### AIM OF THE EXERCISE
Keep the pictures out, please, and set down every record exactly.

THE DATA START

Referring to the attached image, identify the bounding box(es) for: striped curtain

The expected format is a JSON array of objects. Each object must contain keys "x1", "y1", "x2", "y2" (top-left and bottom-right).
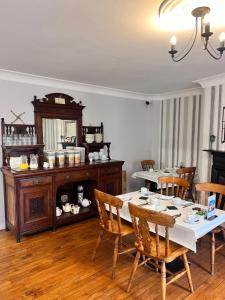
[{"x1": 159, "y1": 95, "x2": 202, "y2": 173}]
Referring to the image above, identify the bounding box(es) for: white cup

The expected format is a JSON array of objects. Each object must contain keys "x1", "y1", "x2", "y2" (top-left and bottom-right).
[
  {"x1": 141, "y1": 187, "x2": 148, "y2": 194},
  {"x1": 149, "y1": 168, "x2": 154, "y2": 172}
]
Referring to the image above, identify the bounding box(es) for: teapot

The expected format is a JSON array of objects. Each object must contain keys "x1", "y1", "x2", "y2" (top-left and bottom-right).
[
  {"x1": 62, "y1": 203, "x2": 72, "y2": 213},
  {"x1": 56, "y1": 207, "x2": 62, "y2": 217},
  {"x1": 80, "y1": 198, "x2": 91, "y2": 208}
]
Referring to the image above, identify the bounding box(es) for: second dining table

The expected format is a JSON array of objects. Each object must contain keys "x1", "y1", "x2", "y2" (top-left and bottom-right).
[
  {"x1": 116, "y1": 191, "x2": 225, "y2": 253},
  {"x1": 132, "y1": 168, "x2": 179, "y2": 190}
]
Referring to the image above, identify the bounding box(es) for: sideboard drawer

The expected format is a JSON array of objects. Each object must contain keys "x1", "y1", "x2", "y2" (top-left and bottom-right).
[
  {"x1": 55, "y1": 169, "x2": 98, "y2": 183},
  {"x1": 19, "y1": 176, "x2": 52, "y2": 188},
  {"x1": 100, "y1": 166, "x2": 121, "y2": 176}
]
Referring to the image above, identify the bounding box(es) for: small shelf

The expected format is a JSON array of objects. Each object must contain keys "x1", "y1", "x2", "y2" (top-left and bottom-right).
[
  {"x1": 2, "y1": 144, "x2": 44, "y2": 149},
  {"x1": 56, "y1": 206, "x2": 96, "y2": 226},
  {"x1": 82, "y1": 142, "x2": 111, "y2": 160}
]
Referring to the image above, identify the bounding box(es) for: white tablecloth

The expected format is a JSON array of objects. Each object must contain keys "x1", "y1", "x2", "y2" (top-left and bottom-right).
[
  {"x1": 132, "y1": 169, "x2": 178, "y2": 188},
  {"x1": 117, "y1": 191, "x2": 225, "y2": 252}
]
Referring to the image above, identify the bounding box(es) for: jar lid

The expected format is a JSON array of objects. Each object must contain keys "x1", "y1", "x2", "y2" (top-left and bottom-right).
[
  {"x1": 45, "y1": 151, "x2": 55, "y2": 155},
  {"x1": 65, "y1": 149, "x2": 75, "y2": 153},
  {"x1": 56, "y1": 150, "x2": 64, "y2": 155}
]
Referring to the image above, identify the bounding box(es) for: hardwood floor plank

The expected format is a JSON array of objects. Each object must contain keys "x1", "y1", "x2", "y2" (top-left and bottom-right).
[{"x1": 0, "y1": 219, "x2": 224, "y2": 300}]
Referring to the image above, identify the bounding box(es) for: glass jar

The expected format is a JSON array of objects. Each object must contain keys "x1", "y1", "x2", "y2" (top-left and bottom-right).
[
  {"x1": 74, "y1": 150, "x2": 81, "y2": 164},
  {"x1": 45, "y1": 151, "x2": 55, "y2": 168},
  {"x1": 56, "y1": 150, "x2": 65, "y2": 167},
  {"x1": 65, "y1": 150, "x2": 75, "y2": 165},
  {"x1": 20, "y1": 155, "x2": 28, "y2": 170}
]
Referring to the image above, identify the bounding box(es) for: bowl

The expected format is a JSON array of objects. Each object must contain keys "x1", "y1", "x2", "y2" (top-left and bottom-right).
[
  {"x1": 85, "y1": 134, "x2": 94, "y2": 143},
  {"x1": 95, "y1": 133, "x2": 103, "y2": 143}
]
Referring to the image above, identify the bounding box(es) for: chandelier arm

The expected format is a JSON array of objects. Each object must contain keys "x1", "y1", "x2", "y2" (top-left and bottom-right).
[
  {"x1": 171, "y1": 18, "x2": 198, "y2": 62},
  {"x1": 208, "y1": 40, "x2": 222, "y2": 56},
  {"x1": 175, "y1": 25, "x2": 196, "y2": 58},
  {"x1": 205, "y1": 46, "x2": 222, "y2": 60},
  {"x1": 201, "y1": 35, "x2": 222, "y2": 59}
]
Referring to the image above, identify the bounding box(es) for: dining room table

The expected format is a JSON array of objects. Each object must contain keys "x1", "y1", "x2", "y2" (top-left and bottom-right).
[
  {"x1": 132, "y1": 168, "x2": 179, "y2": 190},
  {"x1": 116, "y1": 190, "x2": 225, "y2": 253}
]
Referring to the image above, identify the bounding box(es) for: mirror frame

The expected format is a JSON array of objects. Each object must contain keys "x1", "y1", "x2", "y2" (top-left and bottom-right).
[{"x1": 32, "y1": 93, "x2": 85, "y2": 147}]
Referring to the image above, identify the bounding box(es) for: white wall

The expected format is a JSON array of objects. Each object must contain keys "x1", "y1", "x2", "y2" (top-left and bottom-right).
[{"x1": 0, "y1": 79, "x2": 160, "y2": 229}]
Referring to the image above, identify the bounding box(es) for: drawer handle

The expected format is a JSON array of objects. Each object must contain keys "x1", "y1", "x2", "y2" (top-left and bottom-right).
[
  {"x1": 65, "y1": 175, "x2": 70, "y2": 180},
  {"x1": 33, "y1": 179, "x2": 41, "y2": 185},
  {"x1": 86, "y1": 172, "x2": 90, "y2": 176}
]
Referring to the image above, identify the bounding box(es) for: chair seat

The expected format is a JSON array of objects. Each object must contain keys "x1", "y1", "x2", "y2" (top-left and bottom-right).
[
  {"x1": 136, "y1": 236, "x2": 188, "y2": 263},
  {"x1": 100, "y1": 220, "x2": 134, "y2": 236}
]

THE DATA END

### SOLUTION
Referring to the attached image, identify the bounding box(es) for: striped curtain

The expected format is a JSON array of objects. Each object must contain keys "x1", "y1", "x2", "y2" (top-left and bottom-right).
[{"x1": 159, "y1": 95, "x2": 202, "y2": 173}]
Referring to the image above, identify the bounding box(es) for: white cup

The expected format is a JSON array of objects. Each object must contain keys "x1", "y1", "x2", "y2" (top-left and bottom-right).
[
  {"x1": 141, "y1": 187, "x2": 148, "y2": 194},
  {"x1": 149, "y1": 168, "x2": 154, "y2": 172}
]
Referring to the image above, identify the bounding box(es) for: teapot

The expected format is a JSON array of objects. Each object must contain keys "x1", "y1", "x2", "y2" (top-left and bottom-right).
[
  {"x1": 62, "y1": 203, "x2": 72, "y2": 213},
  {"x1": 56, "y1": 207, "x2": 62, "y2": 217},
  {"x1": 80, "y1": 198, "x2": 91, "y2": 208}
]
Referring to the image above, identify the bounding box(es) for: second dining table

The expected format is a JSON array of objects. Each object must contain keys "x1", "y1", "x2", "y2" (top-left and bottom-right).
[
  {"x1": 116, "y1": 191, "x2": 225, "y2": 253},
  {"x1": 132, "y1": 168, "x2": 179, "y2": 190}
]
Referring to the image above, identify the bounding box(es) for: sideboard drawer

The expected format is a JSON array of objects. Each object must contain keys "x1", "y1", "x2", "y2" (top-left and bottom-right).
[
  {"x1": 55, "y1": 169, "x2": 98, "y2": 183},
  {"x1": 19, "y1": 176, "x2": 52, "y2": 188},
  {"x1": 100, "y1": 166, "x2": 121, "y2": 176}
]
Referring to the image above, identify the bounding box(es) for: small shelf

The expected format is a JSON array of objects. Each object must contain keys "x1", "y1", "x2", "y2" (top-left and bottom-right).
[
  {"x1": 2, "y1": 144, "x2": 44, "y2": 149},
  {"x1": 56, "y1": 206, "x2": 96, "y2": 226},
  {"x1": 82, "y1": 142, "x2": 111, "y2": 160}
]
Referring to the image above, identify the bounding box(es) for: white tablecloth

The expected format is a JSON array of objects. Each object must contain keys "x1", "y1", "x2", "y2" (top-left and bottom-right).
[
  {"x1": 132, "y1": 169, "x2": 178, "y2": 188},
  {"x1": 117, "y1": 191, "x2": 225, "y2": 252}
]
Referring to the image above, identify the bounding box(es) for: jar lid

The expected format is a JSON array of objects. Each object must contain keys "x1", "y1", "x2", "y2" (top-left and bottom-right).
[
  {"x1": 45, "y1": 151, "x2": 55, "y2": 155},
  {"x1": 65, "y1": 149, "x2": 75, "y2": 153},
  {"x1": 56, "y1": 150, "x2": 64, "y2": 155}
]
Referring to the image above, identify the bounding box(es) for: hardwood floor plank

The expected format is a JSON array of objects. Each object must contain keys "x1", "y1", "x2", "y2" (top-left and bottom-right).
[{"x1": 0, "y1": 219, "x2": 224, "y2": 300}]
Referring to the image above, identify the bounding box(es) for: glass jar

The expected format is a JSON array of objects. Each object must contain keys "x1", "y1", "x2", "y2" (top-left and bottom-right).
[
  {"x1": 74, "y1": 150, "x2": 81, "y2": 164},
  {"x1": 45, "y1": 151, "x2": 55, "y2": 168},
  {"x1": 56, "y1": 150, "x2": 65, "y2": 167},
  {"x1": 65, "y1": 150, "x2": 75, "y2": 165},
  {"x1": 20, "y1": 155, "x2": 28, "y2": 170}
]
Referring to the image above, identify the bounding box(es) for: bowl

The expected format is a JSON array of objects. Each object must contain keys "x1", "y1", "x2", "y2" (top-left and bottom-right).
[
  {"x1": 85, "y1": 134, "x2": 94, "y2": 143},
  {"x1": 95, "y1": 133, "x2": 103, "y2": 143}
]
Referring to the image above, identify the bounding box(es) for: chandelier arm

The expected format is a JSON array of objects. Each object must contain keys "x1", "y1", "x2", "y2" (top-left and bottom-right).
[
  {"x1": 171, "y1": 18, "x2": 198, "y2": 62},
  {"x1": 208, "y1": 40, "x2": 222, "y2": 56},
  {"x1": 175, "y1": 25, "x2": 196, "y2": 58},
  {"x1": 205, "y1": 46, "x2": 222, "y2": 60},
  {"x1": 201, "y1": 35, "x2": 222, "y2": 59}
]
Referring to the image above, identify the bounding box(es) for: dining room table

The expected format is a JSON array of objects. Each object must contain keys "x1", "y1", "x2", "y2" (top-left and bottom-right).
[
  {"x1": 132, "y1": 168, "x2": 179, "y2": 190},
  {"x1": 116, "y1": 190, "x2": 225, "y2": 253}
]
Referring to the image above, identify the bounding box(es) for: mirror frame

The expected format is a JSON array of objects. Each object must contain keys "x1", "y1", "x2", "y2" (top-left and bottom-right).
[{"x1": 32, "y1": 93, "x2": 85, "y2": 147}]
Referring to the image above, identify the bounding box(es) for: white wall

The expected format is a JSON array of objects. Each object must contain keys "x1", "y1", "x2", "y2" (top-left and bottom-right).
[{"x1": 0, "y1": 79, "x2": 160, "y2": 229}]
Referring to the image above, identify the bounding box(es) for: drawer handle

The expected format is a JSON array of objects. Each object must contain keys "x1", "y1", "x2", "y2" (top-left and bottom-right).
[
  {"x1": 65, "y1": 175, "x2": 70, "y2": 180},
  {"x1": 33, "y1": 179, "x2": 41, "y2": 185},
  {"x1": 86, "y1": 172, "x2": 90, "y2": 176}
]
Referring to the image above, identify the bounding box(es) for: chair seat

The expected format is a JSON array of objects. Each object must contain keys "x1", "y1", "x2", "y2" (top-left and bottom-right).
[
  {"x1": 136, "y1": 236, "x2": 188, "y2": 263},
  {"x1": 100, "y1": 220, "x2": 134, "y2": 236}
]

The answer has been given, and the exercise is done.